# [Instructions to follow]
Within the data below, count the lines that include "instance" and give only the count.

[Segmentation mask data]
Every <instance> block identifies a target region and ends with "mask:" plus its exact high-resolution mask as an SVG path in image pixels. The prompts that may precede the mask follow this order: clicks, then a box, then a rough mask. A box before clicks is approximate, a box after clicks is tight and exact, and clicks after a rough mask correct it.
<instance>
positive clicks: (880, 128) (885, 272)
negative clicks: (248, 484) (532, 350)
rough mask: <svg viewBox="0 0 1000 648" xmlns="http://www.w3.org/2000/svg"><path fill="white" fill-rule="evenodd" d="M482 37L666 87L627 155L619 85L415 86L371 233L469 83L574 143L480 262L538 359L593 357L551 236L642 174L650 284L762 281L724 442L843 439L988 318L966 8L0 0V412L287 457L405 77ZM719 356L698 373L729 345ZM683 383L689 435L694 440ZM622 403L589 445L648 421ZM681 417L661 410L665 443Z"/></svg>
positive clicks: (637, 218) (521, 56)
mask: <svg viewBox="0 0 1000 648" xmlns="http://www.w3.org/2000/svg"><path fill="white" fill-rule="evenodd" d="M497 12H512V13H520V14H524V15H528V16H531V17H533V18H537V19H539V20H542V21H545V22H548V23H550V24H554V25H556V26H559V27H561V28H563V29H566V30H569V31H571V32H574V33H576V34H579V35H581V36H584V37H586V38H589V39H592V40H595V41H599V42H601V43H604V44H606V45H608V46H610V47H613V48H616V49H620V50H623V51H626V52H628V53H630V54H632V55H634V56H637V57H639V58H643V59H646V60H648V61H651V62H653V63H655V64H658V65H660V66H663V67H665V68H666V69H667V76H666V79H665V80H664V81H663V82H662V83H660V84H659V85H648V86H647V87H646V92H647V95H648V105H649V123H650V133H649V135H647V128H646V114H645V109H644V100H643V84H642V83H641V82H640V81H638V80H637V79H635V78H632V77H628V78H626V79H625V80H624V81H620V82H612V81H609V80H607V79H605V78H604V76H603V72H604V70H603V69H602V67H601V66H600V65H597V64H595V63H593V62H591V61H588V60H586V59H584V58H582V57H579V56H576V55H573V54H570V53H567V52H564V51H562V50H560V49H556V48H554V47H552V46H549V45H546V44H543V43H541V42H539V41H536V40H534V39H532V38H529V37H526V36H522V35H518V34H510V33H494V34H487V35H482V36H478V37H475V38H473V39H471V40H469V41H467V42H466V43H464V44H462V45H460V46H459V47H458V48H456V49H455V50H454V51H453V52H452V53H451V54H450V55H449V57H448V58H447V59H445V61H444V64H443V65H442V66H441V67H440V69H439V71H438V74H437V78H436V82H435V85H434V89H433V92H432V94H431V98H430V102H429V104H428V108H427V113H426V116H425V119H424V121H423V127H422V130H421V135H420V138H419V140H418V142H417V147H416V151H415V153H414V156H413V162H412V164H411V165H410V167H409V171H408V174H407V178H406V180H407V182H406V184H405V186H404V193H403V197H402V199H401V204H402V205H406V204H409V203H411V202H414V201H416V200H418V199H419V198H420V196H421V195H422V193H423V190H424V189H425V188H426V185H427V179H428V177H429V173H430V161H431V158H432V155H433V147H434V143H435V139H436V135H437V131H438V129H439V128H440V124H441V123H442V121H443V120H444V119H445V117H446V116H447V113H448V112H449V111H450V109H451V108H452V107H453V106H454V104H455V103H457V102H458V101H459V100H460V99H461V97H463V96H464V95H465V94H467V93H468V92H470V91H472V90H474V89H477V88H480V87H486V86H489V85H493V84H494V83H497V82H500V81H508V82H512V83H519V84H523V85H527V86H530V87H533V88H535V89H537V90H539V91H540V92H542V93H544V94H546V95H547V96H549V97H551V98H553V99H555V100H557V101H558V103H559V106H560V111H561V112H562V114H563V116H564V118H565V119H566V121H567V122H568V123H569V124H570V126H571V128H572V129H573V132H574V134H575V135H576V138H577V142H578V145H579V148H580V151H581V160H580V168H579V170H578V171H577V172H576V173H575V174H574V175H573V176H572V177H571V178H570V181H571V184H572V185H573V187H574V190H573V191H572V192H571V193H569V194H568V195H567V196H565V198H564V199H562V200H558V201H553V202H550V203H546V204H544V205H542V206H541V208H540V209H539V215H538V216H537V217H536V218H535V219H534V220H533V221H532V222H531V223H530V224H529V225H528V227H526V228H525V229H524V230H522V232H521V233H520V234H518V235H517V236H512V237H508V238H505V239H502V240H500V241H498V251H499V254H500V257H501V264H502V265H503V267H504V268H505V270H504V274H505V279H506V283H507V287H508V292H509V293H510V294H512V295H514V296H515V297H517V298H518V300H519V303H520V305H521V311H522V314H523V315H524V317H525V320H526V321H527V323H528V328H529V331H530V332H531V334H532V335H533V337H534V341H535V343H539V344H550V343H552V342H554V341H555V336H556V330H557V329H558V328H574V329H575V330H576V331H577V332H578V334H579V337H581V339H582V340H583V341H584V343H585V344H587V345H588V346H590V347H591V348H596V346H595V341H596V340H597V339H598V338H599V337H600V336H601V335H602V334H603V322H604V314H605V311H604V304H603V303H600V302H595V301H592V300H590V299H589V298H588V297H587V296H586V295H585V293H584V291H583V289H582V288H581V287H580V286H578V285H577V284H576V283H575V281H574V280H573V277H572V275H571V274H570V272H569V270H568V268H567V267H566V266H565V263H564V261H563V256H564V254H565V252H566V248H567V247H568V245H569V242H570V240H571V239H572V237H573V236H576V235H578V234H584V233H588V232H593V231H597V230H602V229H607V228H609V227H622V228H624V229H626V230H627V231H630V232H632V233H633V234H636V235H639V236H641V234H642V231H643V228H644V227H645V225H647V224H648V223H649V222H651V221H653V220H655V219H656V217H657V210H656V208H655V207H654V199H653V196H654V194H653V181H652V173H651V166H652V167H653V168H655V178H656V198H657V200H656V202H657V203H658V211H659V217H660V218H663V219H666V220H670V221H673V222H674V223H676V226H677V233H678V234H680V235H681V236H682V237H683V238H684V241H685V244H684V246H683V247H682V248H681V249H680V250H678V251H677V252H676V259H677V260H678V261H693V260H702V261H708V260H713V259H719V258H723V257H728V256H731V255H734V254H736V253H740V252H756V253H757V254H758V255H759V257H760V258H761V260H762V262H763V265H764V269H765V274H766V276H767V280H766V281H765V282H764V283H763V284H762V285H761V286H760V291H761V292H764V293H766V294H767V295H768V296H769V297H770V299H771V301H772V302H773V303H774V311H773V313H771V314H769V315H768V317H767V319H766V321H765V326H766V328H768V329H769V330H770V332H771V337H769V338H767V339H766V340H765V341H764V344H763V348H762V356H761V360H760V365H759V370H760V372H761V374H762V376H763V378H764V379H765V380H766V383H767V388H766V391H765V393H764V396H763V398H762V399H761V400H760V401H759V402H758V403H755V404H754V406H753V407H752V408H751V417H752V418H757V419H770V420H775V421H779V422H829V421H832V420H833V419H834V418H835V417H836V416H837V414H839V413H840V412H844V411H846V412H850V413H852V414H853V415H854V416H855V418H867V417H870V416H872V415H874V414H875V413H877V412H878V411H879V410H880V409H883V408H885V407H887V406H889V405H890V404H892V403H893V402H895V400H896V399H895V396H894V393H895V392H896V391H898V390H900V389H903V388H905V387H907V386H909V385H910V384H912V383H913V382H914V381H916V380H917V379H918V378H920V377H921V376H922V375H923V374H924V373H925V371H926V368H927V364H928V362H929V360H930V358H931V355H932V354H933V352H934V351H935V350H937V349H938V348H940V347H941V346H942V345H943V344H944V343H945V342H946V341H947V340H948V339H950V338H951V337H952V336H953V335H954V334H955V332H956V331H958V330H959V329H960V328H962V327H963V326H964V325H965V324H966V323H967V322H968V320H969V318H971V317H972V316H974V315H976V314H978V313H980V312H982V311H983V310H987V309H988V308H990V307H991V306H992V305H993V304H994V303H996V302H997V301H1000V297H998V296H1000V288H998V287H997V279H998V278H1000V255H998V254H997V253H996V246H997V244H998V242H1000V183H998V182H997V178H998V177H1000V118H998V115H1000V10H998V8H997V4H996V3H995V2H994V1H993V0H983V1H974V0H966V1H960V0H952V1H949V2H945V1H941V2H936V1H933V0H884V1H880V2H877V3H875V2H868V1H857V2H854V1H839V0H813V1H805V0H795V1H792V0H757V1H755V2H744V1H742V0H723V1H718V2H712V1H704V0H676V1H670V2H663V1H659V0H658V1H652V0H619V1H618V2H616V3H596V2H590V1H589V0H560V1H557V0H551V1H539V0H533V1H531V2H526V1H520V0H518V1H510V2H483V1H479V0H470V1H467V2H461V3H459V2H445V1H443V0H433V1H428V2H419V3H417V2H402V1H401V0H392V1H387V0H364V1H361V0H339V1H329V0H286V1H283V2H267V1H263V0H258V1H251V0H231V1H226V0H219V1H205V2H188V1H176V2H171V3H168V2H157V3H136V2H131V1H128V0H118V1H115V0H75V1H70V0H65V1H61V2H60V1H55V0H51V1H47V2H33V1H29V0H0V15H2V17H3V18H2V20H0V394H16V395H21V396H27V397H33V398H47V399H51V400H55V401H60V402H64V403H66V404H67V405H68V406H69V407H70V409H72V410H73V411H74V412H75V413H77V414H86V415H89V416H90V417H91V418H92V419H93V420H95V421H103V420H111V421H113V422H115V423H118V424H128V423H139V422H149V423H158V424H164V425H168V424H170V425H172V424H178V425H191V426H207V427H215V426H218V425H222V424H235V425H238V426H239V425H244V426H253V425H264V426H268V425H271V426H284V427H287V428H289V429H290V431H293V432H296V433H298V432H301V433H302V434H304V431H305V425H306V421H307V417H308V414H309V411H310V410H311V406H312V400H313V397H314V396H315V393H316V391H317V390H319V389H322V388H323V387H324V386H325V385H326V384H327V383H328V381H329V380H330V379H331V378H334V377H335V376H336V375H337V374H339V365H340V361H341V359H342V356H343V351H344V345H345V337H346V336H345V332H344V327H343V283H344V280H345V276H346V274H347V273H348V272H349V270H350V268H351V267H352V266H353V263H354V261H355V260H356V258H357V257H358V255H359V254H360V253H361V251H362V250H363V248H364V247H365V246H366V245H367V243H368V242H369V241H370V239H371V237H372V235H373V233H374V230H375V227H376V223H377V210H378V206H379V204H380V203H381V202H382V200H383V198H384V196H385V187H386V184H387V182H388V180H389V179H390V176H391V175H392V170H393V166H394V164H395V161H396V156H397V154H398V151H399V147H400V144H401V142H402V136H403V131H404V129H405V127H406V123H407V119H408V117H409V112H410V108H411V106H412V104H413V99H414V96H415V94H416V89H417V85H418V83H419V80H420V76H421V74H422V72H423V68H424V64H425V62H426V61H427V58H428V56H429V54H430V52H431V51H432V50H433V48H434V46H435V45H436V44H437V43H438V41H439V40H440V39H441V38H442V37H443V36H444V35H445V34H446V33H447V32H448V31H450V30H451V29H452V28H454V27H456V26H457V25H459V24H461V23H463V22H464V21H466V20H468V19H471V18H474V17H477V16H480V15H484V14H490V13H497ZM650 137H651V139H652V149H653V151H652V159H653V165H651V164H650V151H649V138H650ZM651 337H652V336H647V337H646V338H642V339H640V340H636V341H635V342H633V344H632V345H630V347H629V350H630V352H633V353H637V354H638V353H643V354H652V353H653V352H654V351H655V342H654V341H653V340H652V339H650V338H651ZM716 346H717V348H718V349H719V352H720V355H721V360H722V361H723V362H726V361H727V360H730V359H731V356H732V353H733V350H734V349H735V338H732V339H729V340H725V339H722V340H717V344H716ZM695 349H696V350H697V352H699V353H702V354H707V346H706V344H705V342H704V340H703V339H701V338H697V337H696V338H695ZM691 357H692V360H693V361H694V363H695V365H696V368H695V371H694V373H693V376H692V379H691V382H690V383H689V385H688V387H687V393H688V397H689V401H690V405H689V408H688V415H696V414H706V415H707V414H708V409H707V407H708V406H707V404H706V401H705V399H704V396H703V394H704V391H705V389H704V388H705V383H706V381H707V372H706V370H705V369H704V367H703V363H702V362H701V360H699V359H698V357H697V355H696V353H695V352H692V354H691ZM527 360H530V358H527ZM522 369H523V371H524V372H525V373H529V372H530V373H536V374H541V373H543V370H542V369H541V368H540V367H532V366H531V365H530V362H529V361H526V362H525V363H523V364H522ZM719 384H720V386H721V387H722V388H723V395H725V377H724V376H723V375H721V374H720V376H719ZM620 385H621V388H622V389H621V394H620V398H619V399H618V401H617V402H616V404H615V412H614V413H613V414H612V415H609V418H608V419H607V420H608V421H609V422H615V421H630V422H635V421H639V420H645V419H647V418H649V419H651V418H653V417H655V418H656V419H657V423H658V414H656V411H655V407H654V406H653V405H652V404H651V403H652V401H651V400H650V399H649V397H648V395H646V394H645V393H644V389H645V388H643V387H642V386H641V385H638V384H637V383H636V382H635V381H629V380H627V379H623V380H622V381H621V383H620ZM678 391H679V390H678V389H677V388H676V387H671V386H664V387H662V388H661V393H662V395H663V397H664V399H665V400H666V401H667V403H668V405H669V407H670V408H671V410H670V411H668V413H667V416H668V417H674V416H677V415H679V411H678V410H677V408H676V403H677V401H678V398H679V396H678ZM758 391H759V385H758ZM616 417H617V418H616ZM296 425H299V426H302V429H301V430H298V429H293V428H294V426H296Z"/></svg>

# [Response box]
2